Stored data:
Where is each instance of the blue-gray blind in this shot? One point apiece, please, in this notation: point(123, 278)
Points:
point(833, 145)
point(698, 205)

==

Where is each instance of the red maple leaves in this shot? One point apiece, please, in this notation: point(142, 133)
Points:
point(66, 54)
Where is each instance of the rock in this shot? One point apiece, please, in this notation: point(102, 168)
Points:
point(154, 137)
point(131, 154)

Your assignment:
Please report every line in the entries above that holds the string "shot".

Your response:
Where is each instance of the blue-gray blind in this shot? One point apiece, please, in this notation: point(123, 278)
Where is each instance of the red maple leaves in this shot? One point apiece, please, in this notation: point(142, 133)
Where is each instance of the rock in this shot? One point apiece, please, in this notation: point(102, 168)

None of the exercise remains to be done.